## Assignment
Each line below must be transcribed exactly, and no picture may appear in the transcription.
□ □ □ □
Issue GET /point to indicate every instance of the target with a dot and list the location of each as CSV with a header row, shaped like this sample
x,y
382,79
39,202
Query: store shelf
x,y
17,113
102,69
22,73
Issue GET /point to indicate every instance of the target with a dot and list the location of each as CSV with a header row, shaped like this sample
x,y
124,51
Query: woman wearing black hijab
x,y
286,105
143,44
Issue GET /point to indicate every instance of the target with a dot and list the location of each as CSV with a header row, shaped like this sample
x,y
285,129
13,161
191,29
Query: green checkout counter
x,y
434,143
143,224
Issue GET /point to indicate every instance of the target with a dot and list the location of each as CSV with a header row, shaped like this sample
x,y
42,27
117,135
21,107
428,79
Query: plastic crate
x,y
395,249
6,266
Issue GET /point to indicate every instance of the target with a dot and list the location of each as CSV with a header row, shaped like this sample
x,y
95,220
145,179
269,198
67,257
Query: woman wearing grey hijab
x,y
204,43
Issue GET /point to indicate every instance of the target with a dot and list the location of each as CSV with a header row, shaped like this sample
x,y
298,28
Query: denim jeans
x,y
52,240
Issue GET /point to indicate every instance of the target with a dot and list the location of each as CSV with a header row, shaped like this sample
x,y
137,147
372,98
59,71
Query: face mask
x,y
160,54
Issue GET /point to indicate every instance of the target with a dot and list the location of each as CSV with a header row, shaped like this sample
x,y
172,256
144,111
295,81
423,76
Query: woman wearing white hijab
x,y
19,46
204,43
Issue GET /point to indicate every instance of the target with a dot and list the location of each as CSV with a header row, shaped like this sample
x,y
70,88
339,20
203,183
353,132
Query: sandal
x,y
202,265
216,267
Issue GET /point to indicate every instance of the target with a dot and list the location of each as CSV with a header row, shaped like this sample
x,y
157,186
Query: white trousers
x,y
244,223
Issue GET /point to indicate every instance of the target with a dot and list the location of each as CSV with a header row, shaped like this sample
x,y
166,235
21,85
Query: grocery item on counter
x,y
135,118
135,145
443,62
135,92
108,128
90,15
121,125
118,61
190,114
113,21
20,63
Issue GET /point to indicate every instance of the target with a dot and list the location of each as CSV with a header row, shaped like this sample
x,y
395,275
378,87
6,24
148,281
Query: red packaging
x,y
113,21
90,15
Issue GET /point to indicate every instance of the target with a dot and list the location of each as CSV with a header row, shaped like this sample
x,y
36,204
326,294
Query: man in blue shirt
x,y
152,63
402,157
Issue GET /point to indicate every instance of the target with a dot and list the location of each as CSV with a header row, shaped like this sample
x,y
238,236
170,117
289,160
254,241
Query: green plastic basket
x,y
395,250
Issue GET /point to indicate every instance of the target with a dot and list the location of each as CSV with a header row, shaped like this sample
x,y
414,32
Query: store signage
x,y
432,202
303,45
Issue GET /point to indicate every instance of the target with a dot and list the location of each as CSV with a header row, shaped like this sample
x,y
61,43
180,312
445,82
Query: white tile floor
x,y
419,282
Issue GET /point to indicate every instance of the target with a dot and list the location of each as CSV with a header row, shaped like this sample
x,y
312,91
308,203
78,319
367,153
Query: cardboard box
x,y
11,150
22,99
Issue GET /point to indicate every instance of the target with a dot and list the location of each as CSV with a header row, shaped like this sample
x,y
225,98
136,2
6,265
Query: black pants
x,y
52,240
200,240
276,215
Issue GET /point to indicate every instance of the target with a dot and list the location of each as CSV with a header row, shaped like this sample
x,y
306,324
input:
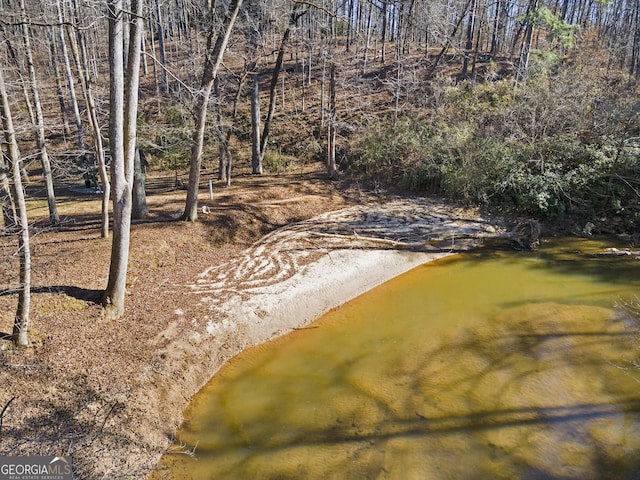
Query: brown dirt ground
x,y
76,390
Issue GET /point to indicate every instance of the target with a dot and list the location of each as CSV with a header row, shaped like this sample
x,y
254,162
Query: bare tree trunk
x,y
163,56
139,197
39,125
224,154
21,321
293,19
79,55
212,64
256,154
122,133
471,23
56,73
331,141
69,73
□ □ □ □
## Result
Issue GET /point to indicate every instance of the target with a dot and list the location of each as CSV with a header row, shaped like this sample
x,y
382,79
39,202
Query: store shelf
x,y
17,113
102,69
22,73
Issue GET /point to indicate every instance of the target with a dot and list the location of each as CSV with a header row, shaped like this sample
x,y
124,51
Query: woman wearing black hijab
x,y
286,105
143,44
Issue GET /point to indicate every instance of the target with a dot and list the location of each as CSV with a header row, shaped like this sample
x,y
285,129
13,161
191,29
Query: green checkout counter
x,y
434,143
143,224
Issue GET /point to indicate every instance of the target with a dot and list the location of each as CSV with a header row, shaped like this sample
x,y
42,27
117,135
21,107
428,79
Query: plastic crate
x,y
395,249
6,266
Issue GET /point to indicate every instance of the target with a dot and list the location of each as CSV with a header row, shaped like this sample
x,y
95,220
145,179
269,198
67,257
Query: woman wearing grey hijab
x,y
204,43
Issue GET /point to indicate every instance of the target with a dot and list the location of each as CSV with a header row, shaped like this sample
x,y
298,28
Query: denim jeans
x,y
52,240
Issue GET /point to indicate every instance of the target with a dot and list the location of each as CSV with a header row, shaped like this sample
x,y
137,147
372,98
59,71
Query: face mask
x,y
160,54
Issue GET /point to indicate every instance of the target with a dot and list the location of each as CSV with a header row, shaped like this sample
x,y
172,256
144,111
295,81
423,76
Query: woman wearing white hijab
x,y
19,46
204,43
Issue GET /point to indicate every instance of the target with a dot and list the location of each as CSV with a header row, shaped like this sample
x,y
70,88
339,20
203,183
353,132
Query: sandal
x,y
202,265
216,267
Issue GET /point to indicate every instance of the target with a dot and list the location of each as CSV with a header row, shaped like this sample
x,y
157,186
Query: white trousers
x,y
244,223
Issue GET /point to indicate every instance of the target with a dot and list the location of each as CSV with a header row, shaped like this sample
x,y
166,235
21,85
Query: grocery item on counter
x,y
135,118
135,145
443,62
135,92
108,128
90,15
121,125
118,61
190,114
113,21
20,63
Issue GET /point to indicate every instance of the target with a dot and list the location of each as CSV with a header row, shaped like this sample
x,y
395,275
378,87
6,24
148,281
Query: red packaging
x,y
113,21
90,15
Issue GET /point to indicate every instance of the target with a dot and list the location of each as CSV with a header row, shaped like this sample
x,y
36,204
326,294
Query: man in blue shirt
x,y
152,63
402,157
Issue GET /point to indicate every instance of the target with a dot and list the location of each as CSV with a header row, shaped like this sample
x,y
238,236
170,117
289,160
254,241
Query: green plastic basket
x,y
395,250
Issue GET /point to indicate every instance of the target with a dot and list the location of each as CSV with a header row, shaped like this sample
x,y
414,32
Query: store signage
x,y
432,202
303,45
Issue GET /point to indicate every instance of the target with a dot and list the location of each as CSV with a header row, shaped like this sample
x,y
61,43
180,312
445,82
Query: white tile floor
x,y
419,282
Issue GET /point to indicate every instance of the target with a dot and list the location of each as CSV with a header row, shaped like this sample
x,y
312,91
308,203
78,319
367,153
Query: cardboard box
x,y
11,150
22,99
Issue GET /point to indicate every instance of the target with a dot and list the location of each as CSV with a header row, shaped like this sample
x,y
225,98
136,2
6,265
Query: black pants
x,y
52,240
200,240
276,215
Issue GET /point to indicate every instance of the target with a dot and list the location of each as CSV with a header row, shaped like this sample
x,y
306,324
input:
Query: brown dirt ground
x,y
76,390
Issue GET /point to indicate every instance of the target with a dot and list the location of each as CSV with a header row, shaped like this sample
x,y
254,162
Query: bare tree trunk
x,y
163,56
139,197
39,125
224,154
21,321
293,19
79,55
212,64
256,154
122,133
471,23
56,73
331,141
69,73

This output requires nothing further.